_Problem details_
Quote the records below from the line with "the red tiled" up to and including the line with "point(306, 459)", word for word, and give nothing else.

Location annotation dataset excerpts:
══════

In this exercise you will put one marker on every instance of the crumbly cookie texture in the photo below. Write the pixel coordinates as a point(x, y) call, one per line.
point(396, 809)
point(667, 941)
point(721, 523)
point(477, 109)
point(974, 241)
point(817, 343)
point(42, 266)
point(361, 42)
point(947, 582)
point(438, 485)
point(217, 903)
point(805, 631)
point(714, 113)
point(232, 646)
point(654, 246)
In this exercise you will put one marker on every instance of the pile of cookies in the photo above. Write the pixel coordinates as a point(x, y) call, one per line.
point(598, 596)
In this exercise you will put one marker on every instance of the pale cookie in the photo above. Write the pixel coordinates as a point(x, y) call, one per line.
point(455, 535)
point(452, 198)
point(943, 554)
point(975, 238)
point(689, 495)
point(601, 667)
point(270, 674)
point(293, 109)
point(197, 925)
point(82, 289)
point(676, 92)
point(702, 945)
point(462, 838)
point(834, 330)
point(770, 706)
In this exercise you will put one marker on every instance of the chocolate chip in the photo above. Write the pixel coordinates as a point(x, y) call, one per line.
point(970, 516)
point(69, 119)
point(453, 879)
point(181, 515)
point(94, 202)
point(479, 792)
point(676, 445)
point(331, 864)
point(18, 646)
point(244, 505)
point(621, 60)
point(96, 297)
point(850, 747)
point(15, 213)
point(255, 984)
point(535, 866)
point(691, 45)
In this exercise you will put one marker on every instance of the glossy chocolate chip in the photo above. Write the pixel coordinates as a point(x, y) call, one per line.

══════

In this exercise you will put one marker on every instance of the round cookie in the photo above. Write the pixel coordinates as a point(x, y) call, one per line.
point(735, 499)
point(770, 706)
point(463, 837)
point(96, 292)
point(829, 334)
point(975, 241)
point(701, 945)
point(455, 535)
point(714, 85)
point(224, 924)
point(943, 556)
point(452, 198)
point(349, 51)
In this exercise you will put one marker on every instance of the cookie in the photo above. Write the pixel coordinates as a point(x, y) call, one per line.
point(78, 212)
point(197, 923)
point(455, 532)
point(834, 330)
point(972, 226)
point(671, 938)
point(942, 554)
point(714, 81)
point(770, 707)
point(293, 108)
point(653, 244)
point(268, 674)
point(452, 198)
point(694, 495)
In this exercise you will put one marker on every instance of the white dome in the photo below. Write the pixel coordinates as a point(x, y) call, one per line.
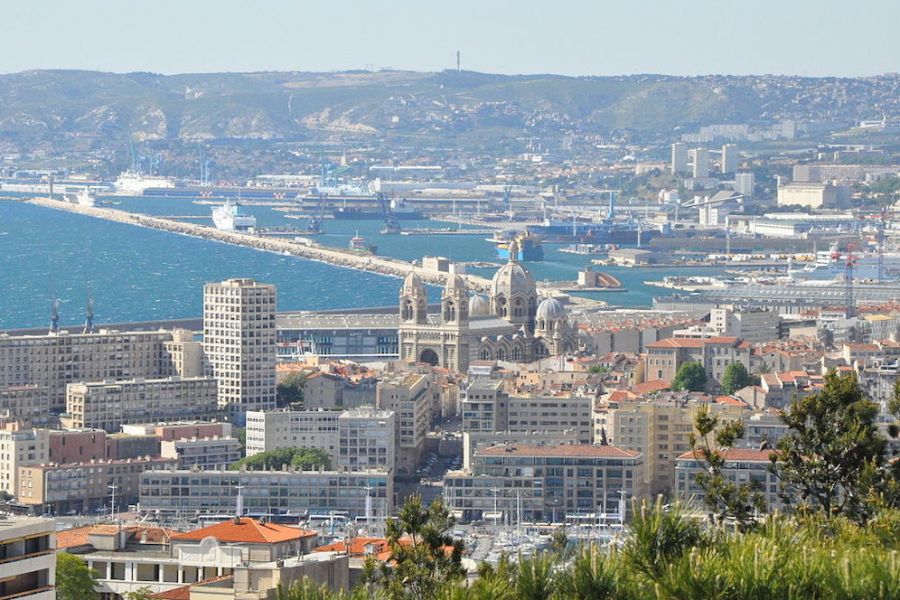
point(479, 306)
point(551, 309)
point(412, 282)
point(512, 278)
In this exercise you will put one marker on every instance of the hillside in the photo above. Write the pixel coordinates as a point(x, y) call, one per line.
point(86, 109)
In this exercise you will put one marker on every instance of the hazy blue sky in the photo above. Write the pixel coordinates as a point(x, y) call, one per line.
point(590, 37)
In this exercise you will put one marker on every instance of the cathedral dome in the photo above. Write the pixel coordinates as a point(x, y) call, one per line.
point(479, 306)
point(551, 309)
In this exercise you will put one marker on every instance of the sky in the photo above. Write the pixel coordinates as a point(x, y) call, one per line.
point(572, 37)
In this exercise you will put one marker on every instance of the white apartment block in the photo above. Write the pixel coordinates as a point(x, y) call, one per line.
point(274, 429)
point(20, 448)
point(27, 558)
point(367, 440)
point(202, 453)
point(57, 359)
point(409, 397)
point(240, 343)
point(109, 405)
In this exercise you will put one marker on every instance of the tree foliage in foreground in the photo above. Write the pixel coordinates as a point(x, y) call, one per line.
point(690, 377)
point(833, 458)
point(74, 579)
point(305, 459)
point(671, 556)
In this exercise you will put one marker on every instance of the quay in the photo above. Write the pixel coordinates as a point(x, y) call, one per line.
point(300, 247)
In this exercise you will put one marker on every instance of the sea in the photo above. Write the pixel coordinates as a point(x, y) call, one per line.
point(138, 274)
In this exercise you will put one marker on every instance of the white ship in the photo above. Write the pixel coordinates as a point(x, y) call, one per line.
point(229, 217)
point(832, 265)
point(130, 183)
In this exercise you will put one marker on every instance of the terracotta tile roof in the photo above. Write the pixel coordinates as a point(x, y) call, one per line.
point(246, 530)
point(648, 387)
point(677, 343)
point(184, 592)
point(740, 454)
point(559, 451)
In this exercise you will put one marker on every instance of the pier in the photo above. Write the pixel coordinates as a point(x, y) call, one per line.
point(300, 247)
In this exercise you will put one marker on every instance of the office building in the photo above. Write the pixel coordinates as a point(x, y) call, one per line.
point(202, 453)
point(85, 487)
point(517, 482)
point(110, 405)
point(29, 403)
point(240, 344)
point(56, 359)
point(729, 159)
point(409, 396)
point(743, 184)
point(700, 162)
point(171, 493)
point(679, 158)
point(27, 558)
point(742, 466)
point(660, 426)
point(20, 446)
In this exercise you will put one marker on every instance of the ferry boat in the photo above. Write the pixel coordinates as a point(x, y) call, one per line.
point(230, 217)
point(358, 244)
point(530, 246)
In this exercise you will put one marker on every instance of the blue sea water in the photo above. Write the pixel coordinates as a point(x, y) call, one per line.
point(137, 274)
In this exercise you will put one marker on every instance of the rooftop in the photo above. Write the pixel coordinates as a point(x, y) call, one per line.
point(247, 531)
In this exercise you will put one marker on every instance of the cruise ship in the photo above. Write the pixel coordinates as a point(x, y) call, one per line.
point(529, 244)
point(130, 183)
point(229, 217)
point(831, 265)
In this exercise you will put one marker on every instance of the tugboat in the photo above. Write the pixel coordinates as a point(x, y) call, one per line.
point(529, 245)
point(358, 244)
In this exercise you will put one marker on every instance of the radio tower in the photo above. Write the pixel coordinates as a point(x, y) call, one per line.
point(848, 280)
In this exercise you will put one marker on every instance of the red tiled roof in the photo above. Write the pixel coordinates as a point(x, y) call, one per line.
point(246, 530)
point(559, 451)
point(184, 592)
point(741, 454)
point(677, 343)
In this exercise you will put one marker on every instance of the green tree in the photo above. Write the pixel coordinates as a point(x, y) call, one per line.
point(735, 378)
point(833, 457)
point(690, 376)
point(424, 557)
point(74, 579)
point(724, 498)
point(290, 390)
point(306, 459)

══════

_Solution for this exercise_
In this exercise you will put one marker on every instance of the red tiled roof in the photo above. Write the pixel coordinates as a point(x, y) call, one per line.
point(246, 530)
point(559, 451)
point(184, 592)
point(741, 454)
point(677, 343)
In this exercise you will put one marker on every instance of the green tree in the photo above. Write the pixel coordinates as a point(x, y) call, one per line.
point(735, 378)
point(833, 457)
point(690, 376)
point(424, 557)
point(74, 579)
point(724, 498)
point(290, 390)
point(306, 459)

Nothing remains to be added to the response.